• [PROVIDED RECORDS]:

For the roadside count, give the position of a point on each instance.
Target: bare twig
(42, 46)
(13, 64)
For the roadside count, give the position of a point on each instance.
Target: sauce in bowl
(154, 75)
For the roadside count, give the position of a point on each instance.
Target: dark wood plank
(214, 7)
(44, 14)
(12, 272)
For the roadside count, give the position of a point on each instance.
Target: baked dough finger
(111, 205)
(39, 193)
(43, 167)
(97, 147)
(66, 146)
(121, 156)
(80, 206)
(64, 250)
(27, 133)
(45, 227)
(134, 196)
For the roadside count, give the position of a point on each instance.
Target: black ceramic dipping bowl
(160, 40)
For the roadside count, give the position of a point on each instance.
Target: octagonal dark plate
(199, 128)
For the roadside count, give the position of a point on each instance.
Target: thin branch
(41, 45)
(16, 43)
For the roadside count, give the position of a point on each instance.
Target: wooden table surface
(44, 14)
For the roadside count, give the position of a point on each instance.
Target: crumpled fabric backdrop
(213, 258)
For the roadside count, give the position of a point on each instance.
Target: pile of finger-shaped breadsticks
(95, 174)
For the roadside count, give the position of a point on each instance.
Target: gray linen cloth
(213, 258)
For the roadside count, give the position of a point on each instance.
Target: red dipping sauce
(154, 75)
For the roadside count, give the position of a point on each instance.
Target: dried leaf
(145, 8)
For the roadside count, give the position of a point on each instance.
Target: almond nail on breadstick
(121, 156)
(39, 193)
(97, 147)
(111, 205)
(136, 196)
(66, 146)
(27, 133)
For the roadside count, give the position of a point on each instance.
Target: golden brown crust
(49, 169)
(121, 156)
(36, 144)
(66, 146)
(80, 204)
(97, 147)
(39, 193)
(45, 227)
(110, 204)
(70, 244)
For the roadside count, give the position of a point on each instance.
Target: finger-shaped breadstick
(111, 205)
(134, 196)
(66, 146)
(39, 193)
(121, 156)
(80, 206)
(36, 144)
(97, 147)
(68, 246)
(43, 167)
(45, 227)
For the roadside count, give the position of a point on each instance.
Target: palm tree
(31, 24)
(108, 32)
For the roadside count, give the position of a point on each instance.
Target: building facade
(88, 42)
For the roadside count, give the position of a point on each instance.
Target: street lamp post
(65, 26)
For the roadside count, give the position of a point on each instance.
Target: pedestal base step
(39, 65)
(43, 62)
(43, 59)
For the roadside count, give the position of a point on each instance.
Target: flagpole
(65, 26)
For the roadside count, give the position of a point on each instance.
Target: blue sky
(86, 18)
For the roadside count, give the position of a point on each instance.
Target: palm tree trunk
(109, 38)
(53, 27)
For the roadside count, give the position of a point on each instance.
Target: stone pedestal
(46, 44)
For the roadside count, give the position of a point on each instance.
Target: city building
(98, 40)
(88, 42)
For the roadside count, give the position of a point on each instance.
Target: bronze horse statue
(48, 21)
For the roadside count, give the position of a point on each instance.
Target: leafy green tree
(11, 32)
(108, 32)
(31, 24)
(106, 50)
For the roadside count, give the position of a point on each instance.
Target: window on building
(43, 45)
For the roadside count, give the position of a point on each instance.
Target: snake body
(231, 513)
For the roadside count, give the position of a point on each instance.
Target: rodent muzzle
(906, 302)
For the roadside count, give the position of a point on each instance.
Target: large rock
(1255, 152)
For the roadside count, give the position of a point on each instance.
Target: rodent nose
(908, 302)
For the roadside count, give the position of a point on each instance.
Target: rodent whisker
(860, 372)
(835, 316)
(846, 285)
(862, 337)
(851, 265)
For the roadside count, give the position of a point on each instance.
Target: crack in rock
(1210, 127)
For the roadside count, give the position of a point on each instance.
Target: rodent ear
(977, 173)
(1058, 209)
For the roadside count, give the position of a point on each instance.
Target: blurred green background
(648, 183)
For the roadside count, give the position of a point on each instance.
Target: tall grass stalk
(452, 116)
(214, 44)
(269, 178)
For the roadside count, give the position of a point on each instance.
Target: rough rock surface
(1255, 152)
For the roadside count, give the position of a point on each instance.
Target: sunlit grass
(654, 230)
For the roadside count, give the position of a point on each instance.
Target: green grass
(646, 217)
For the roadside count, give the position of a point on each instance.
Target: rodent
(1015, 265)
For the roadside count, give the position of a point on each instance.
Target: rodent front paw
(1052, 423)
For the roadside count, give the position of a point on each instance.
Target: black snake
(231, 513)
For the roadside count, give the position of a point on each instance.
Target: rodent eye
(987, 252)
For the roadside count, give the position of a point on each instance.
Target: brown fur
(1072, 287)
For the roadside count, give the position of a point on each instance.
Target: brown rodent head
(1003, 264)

• [WHAT THIS TASK INVOLVES]:
Exactly as it stands, output the whole listing.

• [RESULT]:
For the roadside count, give the position of a point on each instance.
Target: bare twig
(42, 46)
(13, 64)
For the roadside count, give the position of a point on each instance.
Target: sauce in bowl
(154, 75)
For the roadside count, give the position of a point on each instance.
Target: dark wood plank
(214, 7)
(44, 14)
(12, 272)
For the roadside count, give the position of a point on each instance.
Target: baked dough finger
(111, 205)
(39, 193)
(43, 167)
(97, 147)
(66, 146)
(121, 156)
(80, 206)
(64, 250)
(27, 133)
(45, 227)
(134, 196)
For the roadside count, give the position of a point on each instance.
Target: black ceramic dipping bowl
(160, 40)
For the roadside count, give the position of a point on each instance.
Target: octagonal dark plate
(199, 128)
For the roadside count, give the position of a point on each instance.
Target: thin branch
(41, 45)
(16, 43)
For the roadside count, give the position of a point on each instance.
Target: wooden table surface
(44, 14)
For the roadside count, give the position of a point on each instance.
Target: crumpled fabric backdrop
(213, 258)
For the roadside count, give the position of a point on each instance.
Target: pile of finger-shaped breadsticks
(95, 174)
For the roadside count, give the position of a point on each instance.
Target: gray linen cloth
(213, 258)
For the roadside count, give the position of a point on each instance.
Target: red dipping sauce
(154, 75)
For the roadside count, give the position of a point on each instance.
Target: dried leaf
(145, 8)
For the roadside count, give the position of a point on each instance.
Target: almond nail on breadstick
(121, 156)
(39, 193)
(97, 147)
(111, 205)
(136, 196)
(66, 146)
(27, 133)
For the roadside count, give the position of a point on each instance.
Target: golden brown crust
(49, 169)
(121, 156)
(36, 144)
(66, 146)
(80, 204)
(97, 147)
(39, 193)
(45, 227)
(110, 204)
(70, 244)
For the roadside count, give the position of a point on each instance.
Target: finger-shaped breadstick
(111, 205)
(134, 196)
(66, 146)
(39, 193)
(121, 156)
(80, 206)
(36, 144)
(97, 147)
(68, 246)
(43, 167)
(45, 227)
For the roadside count, give the position of a point on each instance.
Target: palm tree
(31, 24)
(108, 32)
For the roadside count, give the position of a point on each instance.
Target: building facade
(88, 42)
For the roadside count, give the position of a point on each instance.
Target: street lamp post
(65, 26)
For the roadside count, give the position of a point on each instance.
Target: pedestal base step
(39, 65)
(43, 62)
(43, 59)
For the roadside count, give the position of a point on each instance.
Target: flagpole
(65, 26)
For the roadside count, give the position of a point on each instance.
Target: blue sky
(86, 18)
For the roadside count, give the position of a point on each instance.
Target: palm tree trunk
(109, 38)
(53, 27)
For the roadside count, give the position of a point on each instance.
Target: stone pedestal
(46, 44)
For the roadside count, give the position of a point on each instance.
Target: city building
(98, 40)
(88, 42)
For the roadside count, give the position of a point on each instance.
Target: bronze horse statue
(48, 21)
For the roadside count, give the position of a point on each instance.
Target: leafy green tree
(11, 32)
(108, 32)
(31, 24)
(106, 50)
For the roadside count, give the position of a point on each instance.
Target: window on building
(43, 45)
For the roadside count, give the position of a point on each instance.
Target: snake body
(231, 513)
For the roadside count, give the position of a point on each instance.
Target: rodent muzzle
(906, 302)
For the roadside count, give the position of a point on each instance.
Target: large rock
(1255, 152)
For the roadside count, give the position of a point on each instance.
Target: rodent nose
(908, 302)
For the roadside count, give the position of a point on each instance.
Target: rodent whisker
(860, 372)
(835, 316)
(846, 285)
(862, 337)
(851, 265)
For the roadside count, give the position of a point on each instance.
Target: crack in rock
(1210, 127)
For the roadside count, give the position of a point on each instance.
Target: rodent ear
(977, 173)
(1058, 209)
For the roadside count, give the position of a point on each instance.
Target: blurred green background
(648, 183)
For the roadside count, give the position of a point on each instance.
Target: tall grass stalk
(452, 116)
(214, 44)
(269, 178)
For the roadside count, give the position of a point on each instance.
Target: rough rock surface
(1255, 152)
For the roadside count, give the position of a point on each instance.
Target: sunlit grass
(654, 230)
For the roadside count, give the position of a point on each instance.
Target: green grass
(646, 217)
For the roadside count, give the position of a point on each instance.
Target: rodent
(1015, 265)
For the roadside count, give the position of a point on each instance.
Target: rodent front paw
(1052, 423)
For the roadside count, give the position of a point on each instance.
Target: black snake
(231, 513)
For the roadside count, give the position of a point on each instance.
Target: rodent eye
(987, 252)
For the roadside count, give the position of a point on each instance.
Target: brown fur
(1072, 287)
For the roadside count, give the position of a point on each instance.
Target: brown rodent head
(1003, 264)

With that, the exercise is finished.